>> start Provided entries
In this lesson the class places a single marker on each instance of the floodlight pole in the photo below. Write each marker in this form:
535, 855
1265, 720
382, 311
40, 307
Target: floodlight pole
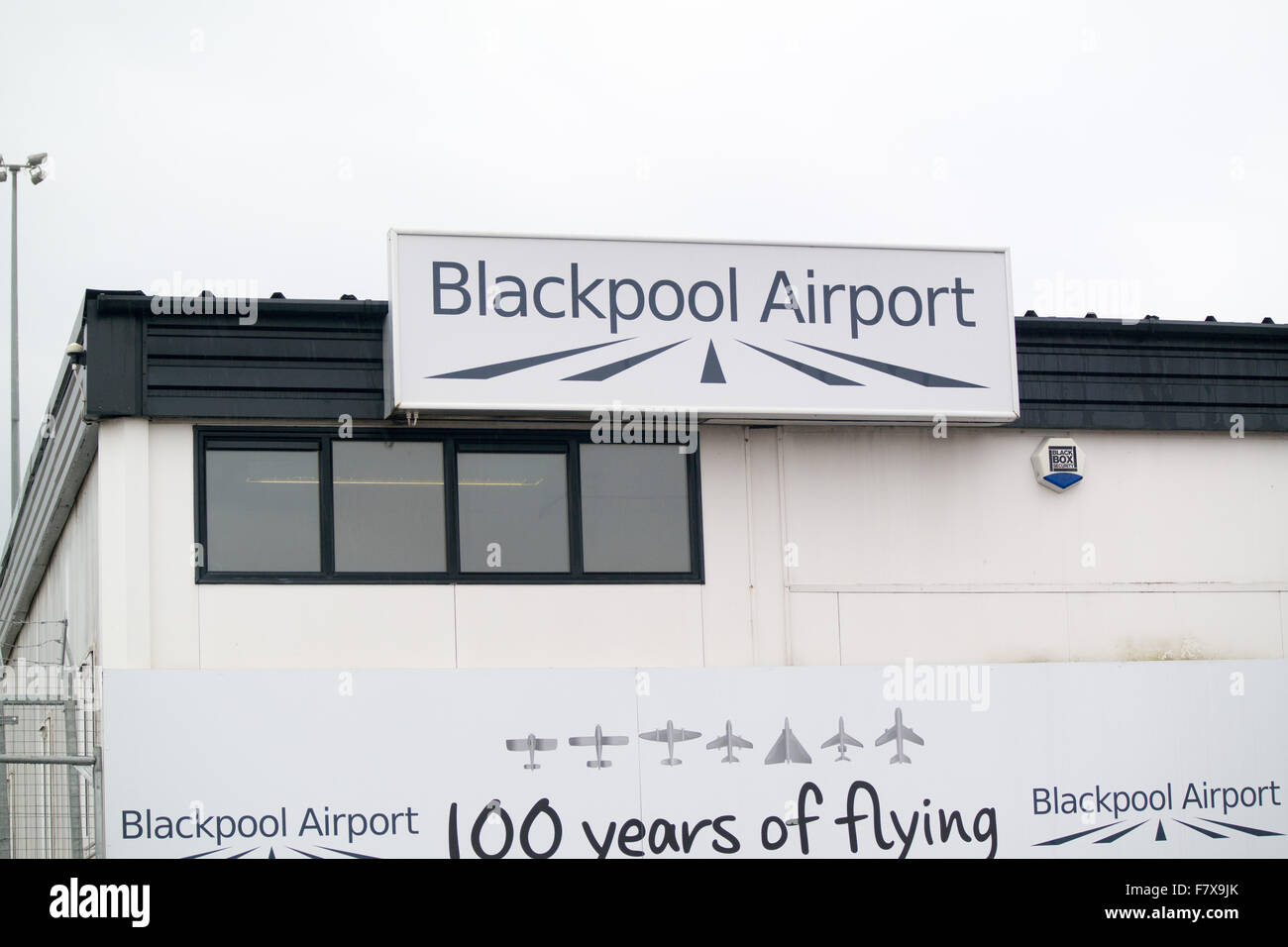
13, 346
38, 174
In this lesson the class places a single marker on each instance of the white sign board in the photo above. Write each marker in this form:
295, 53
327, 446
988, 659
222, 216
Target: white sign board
490, 324
1162, 759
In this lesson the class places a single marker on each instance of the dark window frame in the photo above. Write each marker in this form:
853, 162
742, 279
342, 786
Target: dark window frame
475, 440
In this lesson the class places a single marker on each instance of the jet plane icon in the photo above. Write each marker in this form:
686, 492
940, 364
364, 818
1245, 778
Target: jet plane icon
728, 742
900, 733
670, 735
599, 741
841, 740
531, 744
787, 748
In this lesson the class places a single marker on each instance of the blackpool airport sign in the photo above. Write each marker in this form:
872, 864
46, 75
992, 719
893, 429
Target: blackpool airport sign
566, 326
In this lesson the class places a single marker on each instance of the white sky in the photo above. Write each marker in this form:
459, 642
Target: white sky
1132, 157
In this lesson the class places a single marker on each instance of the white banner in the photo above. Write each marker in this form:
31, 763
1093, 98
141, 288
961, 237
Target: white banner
725, 330
1167, 759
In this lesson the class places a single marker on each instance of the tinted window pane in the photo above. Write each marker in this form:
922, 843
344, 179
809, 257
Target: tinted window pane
514, 512
634, 508
262, 512
387, 506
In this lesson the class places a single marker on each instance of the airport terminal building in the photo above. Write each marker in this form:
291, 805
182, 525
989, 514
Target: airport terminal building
220, 491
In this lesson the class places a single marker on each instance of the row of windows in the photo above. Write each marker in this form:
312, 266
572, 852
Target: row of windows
447, 506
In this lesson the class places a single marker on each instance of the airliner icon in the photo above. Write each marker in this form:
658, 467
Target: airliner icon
531, 744
728, 742
787, 748
599, 741
670, 735
841, 740
900, 733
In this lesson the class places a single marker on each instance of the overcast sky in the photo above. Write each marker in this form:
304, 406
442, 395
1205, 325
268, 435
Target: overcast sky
1132, 157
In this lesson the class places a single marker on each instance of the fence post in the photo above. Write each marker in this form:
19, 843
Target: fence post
99, 819
5, 840
73, 812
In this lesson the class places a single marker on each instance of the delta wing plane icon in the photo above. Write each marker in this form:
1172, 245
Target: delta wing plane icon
728, 742
787, 749
670, 735
531, 744
841, 740
599, 741
900, 733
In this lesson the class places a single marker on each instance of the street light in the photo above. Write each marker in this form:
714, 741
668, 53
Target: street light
38, 174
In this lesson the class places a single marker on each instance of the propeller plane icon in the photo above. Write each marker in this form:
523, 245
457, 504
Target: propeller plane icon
531, 744
670, 735
599, 741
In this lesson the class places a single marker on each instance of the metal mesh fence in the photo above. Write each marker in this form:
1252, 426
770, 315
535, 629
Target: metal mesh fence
50, 738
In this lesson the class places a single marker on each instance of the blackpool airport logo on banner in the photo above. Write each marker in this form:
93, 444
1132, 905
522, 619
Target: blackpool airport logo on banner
1155, 810
318, 832
619, 302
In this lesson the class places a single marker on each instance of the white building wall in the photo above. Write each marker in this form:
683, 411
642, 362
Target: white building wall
909, 547
69, 587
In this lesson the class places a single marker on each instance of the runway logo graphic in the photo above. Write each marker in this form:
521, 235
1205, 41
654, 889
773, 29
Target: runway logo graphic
>> end Provided entries
→ Problem requirements:
Rewrite all of the items above, putting "single point" wherever "single marker" appears and keeping everything else the same. Leave the pictures out of your answer.

→ Result for this exercise:
In this lesson the class places a single point on each instance of the floodlight pole in the photo below. Write each marker in this form:
535, 855
1265, 720
382, 311
40, 307
Target: floodlight pole
13, 346
38, 174
In this lesson the class places a single point on each instance of the white sign board in the photo above. Write each marker in this form:
295, 53
327, 446
988, 659
222, 216
Target: white sign board
490, 324
1162, 759
In this lesson the class places a single point on each instance of the dark window frame in the photo above. Write each marker in this form:
853, 162
742, 279
342, 786
Target: dark window frame
475, 440
In this lesson the class places a single point on each instance of the jet plane icon in the photo above. Write each marker in this form:
686, 492
940, 364
364, 818
1245, 778
Target: jet plane icon
728, 742
900, 733
670, 735
599, 741
841, 740
531, 744
787, 748
In this lesson the class places a single point on each instance of the blackpool airport sign in the photo above. Write each marker in this form:
872, 864
46, 75
992, 719
893, 429
Target: blackpool airport sign
566, 326
In this lesson the class places a single point on each instance of the white sky in the photo above. Write each marker in this form:
459, 642
Target: white sky
1132, 157
In this lesson the class places a single point on each instance of the white banner in the photo above. Write each marker in this form:
31, 763
1093, 98
141, 288
961, 237
Target: white banner
725, 330
1167, 759
In this lesson the class places a single point on each instance of the tinted window pane in the photo above. Write each marker in this form:
922, 843
344, 179
809, 257
Target: tinted window pane
514, 512
634, 508
262, 512
387, 506
In this lesson the class places a single point on each instance of the airport terminal building in the photo above. Write each marker in this form:
291, 805
182, 525
989, 514
Target: airport terminal building
220, 491
In this lesson the class places a single point on each instance of the row of windows in the photo above. Write each marker in this form:
312, 266
572, 852
Target: row of windows
447, 506
In this lesson the class places a single point on each instance of the airliner icon in the photo above. Write each marker in this form:
658, 467
Target: airliner icon
531, 744
728, 742
787, 748
599, 741
670, 735
841, 740
900, 733
In this lesson the class places a single point on each instance of the overcast sky in the photo above. Write each marker in this form:
304, 406
442, 395
1205, 325
268, 435
Target: overcast sky
1132, 157
In this lesson the class places a single point on each instance of the fence post in the photo above. Write each marker in this form:
19, 843
Target: fence post
99, 819
5, 840
73, 812
In this lesson the class places a single point on each instance of the delta wing plane icon in the photo above. Write each marker in this form:
1172, 245
Target: delta wing plane icon
728, 742
787, 749
670, 735
531, 744
841, 740
599, 741
900, 733
In this lesson the class places a single point on each instance of the street light in the photo above. Write each marker in this form:
714, 741
668, 53
Target: street light
38, 174
In this lesson the class places a single point on each instance of the propeller plane icon in the photo above. Write each marker in this form:
523, 245
457, 504
Target: propeller plane icon
531, 744
670, 735
599, 741
In this lesson the class places a single point on each instance of the metal mesh fence in the photo above. Write each marker in this form:
1252, 426
770, 315
535, 629
Target: metal mesh fence
50, 738
In this lesson the class places a single point on each instance of the blackpool airport logo on banner in the photo above. Write each marker in this form:
93, 444
1132, 905
522, 619
Target: blackpool airport logo on banner
1155, 810
318, 832
619, 302
In this lesson the class places a single point on each instance of the white building wall in the photo above. Write each marker in this form:
683, 411
642, 362
Target: white building wall
909, 547
69, 587
In this lesson the class places a single point on each instance of the runway logo graphic in the photo above. Write each marker in this form:
521, 235
1205, 41
654, 889
773, 29
Target: runway logo graphic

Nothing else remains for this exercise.